Note: ⏰ Expect your code to take over two minutes to run.
# Your code here
Comment: Not a wild difference from our point estimates obtained by using points from the PDF itself, but there is some impact. Interestingly, these graphs will differ substantially in shape depending on the initial train-test split used. The recommendation would be to use the point estimates from the PDF itself, or a modest band-width size.
Below, feel free to take a look at the code used to generate the PDF graph image above.
temp = df[df['target'] == 1]['trestbps']
aggs = temp.agg(['mean', 'std'])
aggs
import numpy as np
import matplotlib.pyplot as plt
from matplotlib.patches import Polygon
import seaborn as sns
import scipy.stats as stats
sns.set_style('white')
x = np.linspace(temp.min(), temp.max(), num=10**3)
pdf = stats.norm.pdf(x, loc=aggs['mean'], scale=aggs['std'])
xi = 145
width = 2
xi_lower = xi - width/2
xi_upper = xi + width/2
fig, ax = plt.subplots()
plt.plot(x, pdf)
# Make the shaded region
ix = np.linspace(xi_lower, xi_upper)
iy = stats.norm.pdf(ix, loc=aggs['mean'], scale=aggs['std'])
verts = [(xi_lower, 0), *zip(ix, iy), (xi_upper, 0)]
poly = Polygon(verts, facecolor='0.9', edgecolor='0.5')
ax.add_patch(poly);
plt.plot((145, 145), (0, stats.norm.pdf(145, loc=aggs['mean'], scale=aggs['std'])), linestyle='dotted')
p_area = stats.norm.cdf(xi_upper, loc=aggs['mean'], scale=aggs['std']) - stats.norm.cdf(xi_lower, loc=aggs['mean'], scale=aggs['std'])
print('Probability of Blood Pressure Falling withing Range for the Given Class: {}'.format(p_area))
plt.title('Conditional Probability of Resting Blood Pressure ~145 for Those With Heart Disease')
plt.ylabel('Probability Density')
plt.xlabel('Resting Blood Pressure')
Comment: See https://matplotlib.org/gallery/showcase/integral.html for further details on plotting shaded integral areas under curves.
Well done! In this lab, you implemented the Gaussian Naive Bayes classifier from scratch, and used it to generate classification predictions and validated the accuracy of the model.
+++
**What to work on**:
1. Translate this sentence from the Naive Bayes lab text into Spanish: "Interestingly, these graphs will differ substantially in shape depending on the initial train-test split used."
2. Reproduce the part of the Naive Bayes lab text between "verts = [(xi_lower, 0), *zip(ix, iy), (xi_upper, 0)]" and "stats.norm.cdf(xi_lower, loc=aggs['mean'], scale=aggs['std'])", inclusive.
You won't need the rows for anything here.
+++
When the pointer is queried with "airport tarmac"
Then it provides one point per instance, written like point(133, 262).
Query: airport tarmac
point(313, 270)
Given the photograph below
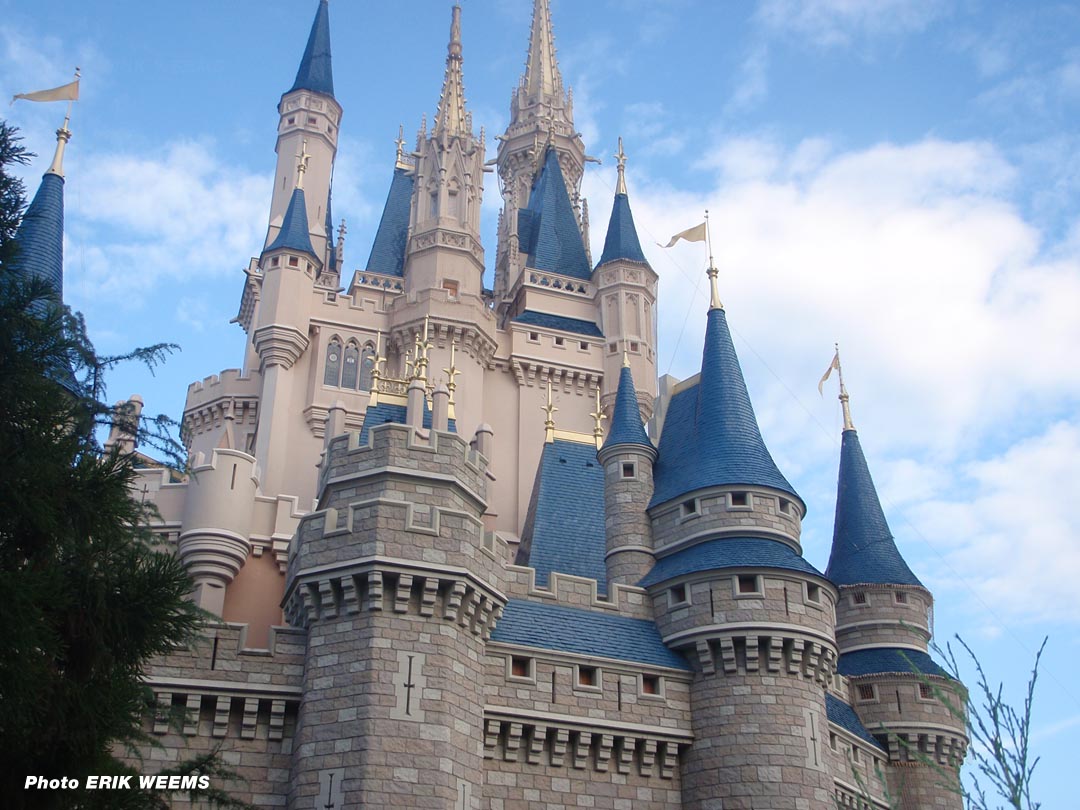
+++
**Solutions to each task**:
1. Curiosamente, la forma de estas gráficas variará considerablemente según la división inicial de entrenamiento y prueba que se haya usado.

2.
verts = [(xi_lower, 0), *zip(ix, iy), (xi_upper, 0)]
poly = Polygon(verts, facecolor='0.9', edgecolor='0.5')
ax.add_patch(poly);
plt.plot((145, 145), (0, stats.norm.pdf(145, loc=aggs['mean'], scale=aggs['std'])), linestyle='dotted')
p_area = stats.norm.cdf(xi_upper, loc=aggs['mean'], scale=aggs['std']) - stats.norm.cdf(xi_lower, loc=aggs['mean'], scale=aggs['std'])